Reproduce the material below line for line, without changing a word.

******

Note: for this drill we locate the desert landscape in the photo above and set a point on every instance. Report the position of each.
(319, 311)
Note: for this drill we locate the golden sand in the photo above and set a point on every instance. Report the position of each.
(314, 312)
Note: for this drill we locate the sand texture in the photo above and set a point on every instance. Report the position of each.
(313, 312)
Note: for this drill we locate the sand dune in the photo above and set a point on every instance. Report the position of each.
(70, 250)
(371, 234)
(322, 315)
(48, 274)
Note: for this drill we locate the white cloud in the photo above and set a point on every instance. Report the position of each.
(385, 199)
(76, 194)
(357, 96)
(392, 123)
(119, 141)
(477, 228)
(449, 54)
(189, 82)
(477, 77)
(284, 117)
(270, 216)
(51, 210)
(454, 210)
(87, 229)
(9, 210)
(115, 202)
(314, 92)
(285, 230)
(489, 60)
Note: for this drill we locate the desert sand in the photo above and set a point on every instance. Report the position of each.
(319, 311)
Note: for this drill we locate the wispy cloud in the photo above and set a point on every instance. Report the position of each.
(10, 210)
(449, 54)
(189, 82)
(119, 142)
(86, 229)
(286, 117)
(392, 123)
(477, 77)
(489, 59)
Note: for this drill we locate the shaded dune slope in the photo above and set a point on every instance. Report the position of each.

******

-- WRITTEN SOLUTION --
Note: for this drill we locate the desert landscape in the photo above and set a point on every instance. Report the position of each.
(319, 311)
Note: for this drill we locate the golden sand in the photo above and set a point on every instance. Report the position of each.
(314, 312)
Note: for this drill we locate the sand texture in the photo above and set a point on every instance. Report the position of each.
(313, 312)
Note: for this drill we locate the sand dune in the photo above and set a point on every instance. Report the position of each.
(70, 250)
(371, 234)
(322, 315)
(48, 274)
Note: for this drill we locate the white cloud in the photo above and set a point on every instance. Report the position of each.
(385, 199)
(76, 194)
(357, 96)
(392, 123)
(119, 141)
(477, 228)
(449, 54)
(189, 82)
(477, 77)
(284, 117)
(270, 216)
(51, 210)
(454, 210)
(87, 229)
(9, 210)
(115, 202)
(314, 92)
(285, 230)
(489, 60)
Note: for this drill we locate the desert sand in the photo above and set a point on every instance. Report the position of each.
(319, 311)
Note: for this drill we locate the wispy cloud in the photo above and set a point on every instance. Report the position of each.
(10, 210)
(449, 54)
(189, 82)
(119, 142)
(86, 229)
(286, 117)
(392, 123)
(477, 77)
(489, 59)
Note: for this drill we locate the shaded dune slope in the photo above and set a point on every instance. Report the position of each.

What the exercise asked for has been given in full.